WHAT IS EXPECTED:
Each line in the entries below that holds the word "light" belongs in the answer.

(Saved entries)
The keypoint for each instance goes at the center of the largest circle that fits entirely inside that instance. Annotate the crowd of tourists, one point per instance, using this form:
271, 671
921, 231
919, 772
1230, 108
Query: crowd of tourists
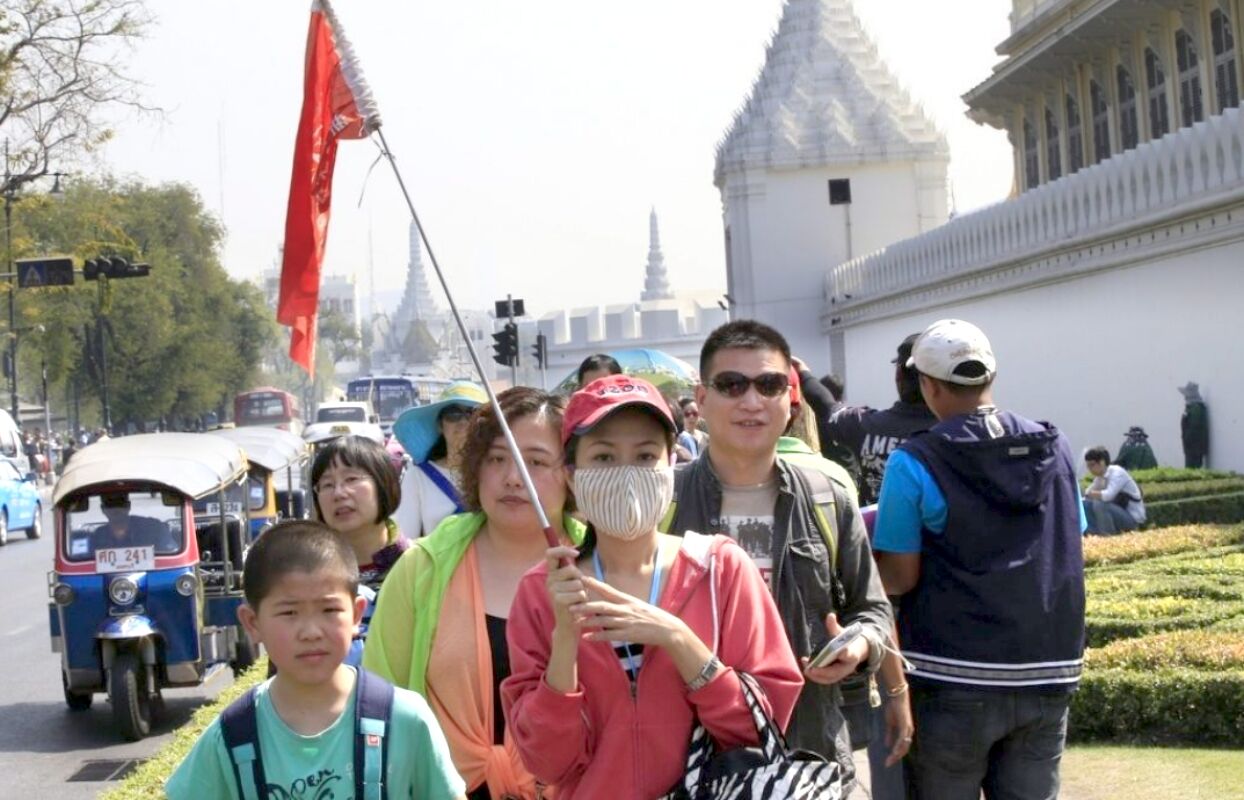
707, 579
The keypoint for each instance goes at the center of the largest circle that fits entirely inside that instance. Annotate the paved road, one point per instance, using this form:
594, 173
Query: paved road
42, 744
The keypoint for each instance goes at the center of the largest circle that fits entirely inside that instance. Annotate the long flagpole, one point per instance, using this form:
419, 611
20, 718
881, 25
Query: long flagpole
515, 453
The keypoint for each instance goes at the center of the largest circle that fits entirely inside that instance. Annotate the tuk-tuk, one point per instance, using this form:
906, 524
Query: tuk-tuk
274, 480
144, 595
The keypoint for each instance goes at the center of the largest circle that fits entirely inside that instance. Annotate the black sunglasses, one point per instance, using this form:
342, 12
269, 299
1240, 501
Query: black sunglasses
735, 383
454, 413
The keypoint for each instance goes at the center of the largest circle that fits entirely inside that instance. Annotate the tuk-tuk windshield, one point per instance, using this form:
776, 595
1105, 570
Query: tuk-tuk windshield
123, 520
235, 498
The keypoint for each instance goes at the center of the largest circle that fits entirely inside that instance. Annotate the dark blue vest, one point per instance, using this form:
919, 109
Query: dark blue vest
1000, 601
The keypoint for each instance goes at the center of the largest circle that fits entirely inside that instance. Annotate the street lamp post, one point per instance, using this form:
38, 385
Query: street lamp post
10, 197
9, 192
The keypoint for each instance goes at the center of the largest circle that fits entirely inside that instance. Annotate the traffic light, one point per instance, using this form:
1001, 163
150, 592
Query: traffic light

THE ANSWER:
The keypoint for each instance goes at the center of the largest circle that fits entirely inside that instance. Annotate the traffic light, one point per instance, using this form:
Query: traffic light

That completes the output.